Problem to solve: Starting at the line containing "Would you mind marking the person" and ending at the final line of the material below, write out every line again, requests included. Scale each coordinate in the answers by 1.65 and round it to a whole number, with halves rounding up. Return only those lines.

Supplied material:

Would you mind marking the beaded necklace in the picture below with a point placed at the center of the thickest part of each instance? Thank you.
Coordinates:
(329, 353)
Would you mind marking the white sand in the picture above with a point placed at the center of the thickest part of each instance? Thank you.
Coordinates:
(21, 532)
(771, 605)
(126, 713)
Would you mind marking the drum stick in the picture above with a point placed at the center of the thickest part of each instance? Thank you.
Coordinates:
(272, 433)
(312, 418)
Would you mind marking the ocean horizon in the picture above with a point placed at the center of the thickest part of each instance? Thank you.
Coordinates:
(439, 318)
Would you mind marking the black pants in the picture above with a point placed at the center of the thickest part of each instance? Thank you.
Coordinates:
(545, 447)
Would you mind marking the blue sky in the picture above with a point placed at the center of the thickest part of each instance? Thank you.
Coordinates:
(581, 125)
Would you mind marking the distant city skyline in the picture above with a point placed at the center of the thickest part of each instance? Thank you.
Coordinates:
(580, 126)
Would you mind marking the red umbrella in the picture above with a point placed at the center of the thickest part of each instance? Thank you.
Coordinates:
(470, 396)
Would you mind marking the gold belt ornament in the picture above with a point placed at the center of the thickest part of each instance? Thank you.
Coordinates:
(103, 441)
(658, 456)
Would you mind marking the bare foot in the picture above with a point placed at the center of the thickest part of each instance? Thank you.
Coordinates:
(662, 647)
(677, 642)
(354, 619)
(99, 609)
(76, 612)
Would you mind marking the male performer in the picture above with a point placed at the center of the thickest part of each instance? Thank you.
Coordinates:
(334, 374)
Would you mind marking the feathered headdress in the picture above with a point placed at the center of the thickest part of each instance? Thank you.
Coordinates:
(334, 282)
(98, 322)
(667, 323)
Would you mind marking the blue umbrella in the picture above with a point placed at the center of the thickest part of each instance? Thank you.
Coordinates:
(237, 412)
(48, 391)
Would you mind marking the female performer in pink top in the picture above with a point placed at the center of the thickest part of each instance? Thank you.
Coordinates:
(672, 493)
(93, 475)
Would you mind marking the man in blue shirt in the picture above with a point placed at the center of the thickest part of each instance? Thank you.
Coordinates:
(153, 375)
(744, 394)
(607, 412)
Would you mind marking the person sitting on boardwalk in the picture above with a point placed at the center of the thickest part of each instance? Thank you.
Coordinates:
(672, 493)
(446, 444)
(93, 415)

The solution:
Would you mind marking the person sitting on boardwalk in the picture above with a point placed at the center of the thickest part of each instance? Thank you.
Coordinates:
(1109, 813)
(736, 733)
(153, 685)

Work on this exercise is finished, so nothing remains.